INSTRUCTIONS TO FOLLOW:
Give the listing below again in full, exactly as written.

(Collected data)
((

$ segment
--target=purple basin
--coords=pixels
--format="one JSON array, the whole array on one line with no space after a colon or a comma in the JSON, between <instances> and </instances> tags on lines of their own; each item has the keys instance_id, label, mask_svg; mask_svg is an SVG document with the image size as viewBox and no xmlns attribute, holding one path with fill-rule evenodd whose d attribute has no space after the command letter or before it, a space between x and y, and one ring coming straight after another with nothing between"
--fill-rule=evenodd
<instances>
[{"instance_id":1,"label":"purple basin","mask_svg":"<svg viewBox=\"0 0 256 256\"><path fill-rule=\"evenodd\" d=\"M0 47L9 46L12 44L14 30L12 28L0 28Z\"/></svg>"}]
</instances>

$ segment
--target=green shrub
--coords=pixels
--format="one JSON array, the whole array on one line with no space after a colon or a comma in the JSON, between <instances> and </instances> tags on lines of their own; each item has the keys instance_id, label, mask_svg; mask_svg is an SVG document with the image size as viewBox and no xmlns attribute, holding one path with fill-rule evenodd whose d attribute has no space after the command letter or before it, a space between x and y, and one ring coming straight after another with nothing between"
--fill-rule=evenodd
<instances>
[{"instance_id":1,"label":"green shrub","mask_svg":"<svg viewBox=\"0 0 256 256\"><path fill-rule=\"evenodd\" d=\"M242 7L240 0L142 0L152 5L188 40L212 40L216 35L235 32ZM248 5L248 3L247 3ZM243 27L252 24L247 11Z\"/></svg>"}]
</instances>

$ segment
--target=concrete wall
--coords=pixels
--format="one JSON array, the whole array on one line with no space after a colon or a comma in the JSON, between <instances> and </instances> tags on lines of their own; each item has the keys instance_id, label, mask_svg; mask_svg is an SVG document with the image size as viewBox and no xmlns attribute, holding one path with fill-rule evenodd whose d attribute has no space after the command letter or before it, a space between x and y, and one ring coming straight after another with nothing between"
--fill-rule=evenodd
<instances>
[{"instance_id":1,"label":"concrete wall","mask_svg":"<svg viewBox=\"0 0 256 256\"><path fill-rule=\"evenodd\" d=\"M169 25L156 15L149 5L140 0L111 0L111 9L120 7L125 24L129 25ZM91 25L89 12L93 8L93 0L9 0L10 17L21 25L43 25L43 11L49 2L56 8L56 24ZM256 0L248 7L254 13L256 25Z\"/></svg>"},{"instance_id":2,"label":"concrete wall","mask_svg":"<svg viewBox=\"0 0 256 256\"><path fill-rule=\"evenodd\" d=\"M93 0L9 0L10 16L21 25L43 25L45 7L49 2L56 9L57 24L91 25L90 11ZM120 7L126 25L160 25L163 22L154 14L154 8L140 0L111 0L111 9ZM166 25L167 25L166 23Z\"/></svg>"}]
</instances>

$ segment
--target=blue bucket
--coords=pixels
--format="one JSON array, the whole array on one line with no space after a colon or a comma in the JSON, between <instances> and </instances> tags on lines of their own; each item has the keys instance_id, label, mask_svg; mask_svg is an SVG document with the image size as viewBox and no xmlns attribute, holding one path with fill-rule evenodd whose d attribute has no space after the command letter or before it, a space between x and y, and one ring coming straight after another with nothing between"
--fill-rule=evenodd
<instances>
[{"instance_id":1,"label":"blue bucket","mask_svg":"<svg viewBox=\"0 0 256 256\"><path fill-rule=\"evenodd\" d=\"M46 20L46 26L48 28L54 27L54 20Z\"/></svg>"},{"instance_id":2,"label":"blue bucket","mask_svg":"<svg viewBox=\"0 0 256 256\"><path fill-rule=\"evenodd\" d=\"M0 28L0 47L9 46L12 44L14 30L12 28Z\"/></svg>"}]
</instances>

))

SOLUTION:
$ segment
--target=purple basin
--coords=pixels
--format="one JSON array, the whole array on one line with no space after a colon or a comma in the JSON, between <instances> and </instances> tags on lines of their own; each item has the keys instance_id, label, mask_svg; mask_svg is an SVG document with the image size as viewBox and no xmlns attribute, holding one path with fill-rule evenodd whose d attribute has no space after the command letter or before it, a space between x and y, and one ring coming straight after another with nothing between"
--fill-rule=evenodd
<instances>
[{"instance_id":1,"label":"purple basin","mask_svg":"<svg viewBox=\"0 0 256 256\"><path fill-rule=\"evenodd\" d=\"M0 47L9 46L12 44L14 30L12 28L0 28Z\"/></svg>"}]
</instances>

$ segment
--target=green shrub
--coords=pixels
--format="one JSON array, the whole array on one line with no space after a colon or a comma in the JSON, between <instances> and </instances> tags on lines of their own; each item has the keys instance_id, label, mask_svg; mask_svg is an SVG document with the image size as viewBox and no xmlns attribute, holding one path with fill-rule evenodd whose d attribute has no space after the command letter or before it, a space between x and y, and one ring coming straight after another with nothing between"
--fill-rule=evenodd
<instances>
[{"instance_id":1,"label":"green shrub","mask_svg":"<svg viewBox=\"0 0 256 256\"><path fill-rule=\"evenodd\" d=\"M242 7L240 0L142 0L152 5L188 40L212 40L216 35L235 32ZM248 5L248 3L247 3ZM243 27L252 24L247 11Z\"/></svg>"}]
</instances>

$ segment
--target=concrete wall
--coords=pixels
--format="one JSON array, the whole array on one line with no space after a colon or a comma in the JSON, between <instances> and </instances> tags on lines of their own; each item has the keys instance_id, label, mask_svg; mask_svg is an SVG document with the image size as viewBox and no xmlns attribute, holding one path with fill-rule evenodd whose d attribute has no space after the command letter or before it, a space between x and y, and one ring coming straight after another with nothing between"
--fill-rule=evenodd
<instances>
[{"instance_id":1,"label":"concrete wall","mask_svg":"<svg viewBox=\"0 0 256 256\"><path fill-rule=\"evenodd\" d=\"M169 25L156 15L149 5L140 0L111 0L111 9L120 7L125 24L129 25ZM91 25L89 12L93 8L93 0L9 0L10 17L21 25L43 25L43 11L49 2L56 8L56 24ZM256 0L248 7L254 13L256 25Z\"/></svg>"},{"instance_id":2,"label":"concrete wall","mask_svg":"<svg viewBox=\"0 0 256 256\"><path fill-rule=\"evenodd\" d=\"M93 0L9 0L10 16L21 25L43 25L45 7L49 2L56 9L57 24L91 25L90 11ZM120 7L126 25L160 25L163 22L154 14L154 8L140 0L111 0L111 9ZM166 25L167 25L166 23Z\"/></svg>"}]
</instances>

$ segment
--target=blue bucket
--coords=pixels
--format="one JSON array, the whole array on one line with no space after a colon or a comma in the JSON, between <instances> and </instances> tags on lines of their own; each item has the keys instance_id, label, mask_svg; mask_svg is an SVG document with the image size as viewBox and no xmlns attribute, holding one path with fill-rule evenodd whose d attribute has no space after the command letter or before it, a space between x and y, and one ring coming straight after another with nothing between"
--fill-rule=evenodd
<instances>
[{"instance_id":1,"label":"blue bucket","mask_svg":"<svg viewBox=\"0 0 256 256\"><path fill-rule=\"evenodd\" d=\"M46 20L46 26L48 28L54 27L54 20Z\"/></svg>"},{"instance_id":2,"label":"blue bucket","mask_svg":"<svg viewBox=\"0 0 256 256\"><path fill-rule=\"evenodd\" d=\"M0 28L0 47L9 46L12 44L14 30L12 28Z\"/></svg>"}]
</instances>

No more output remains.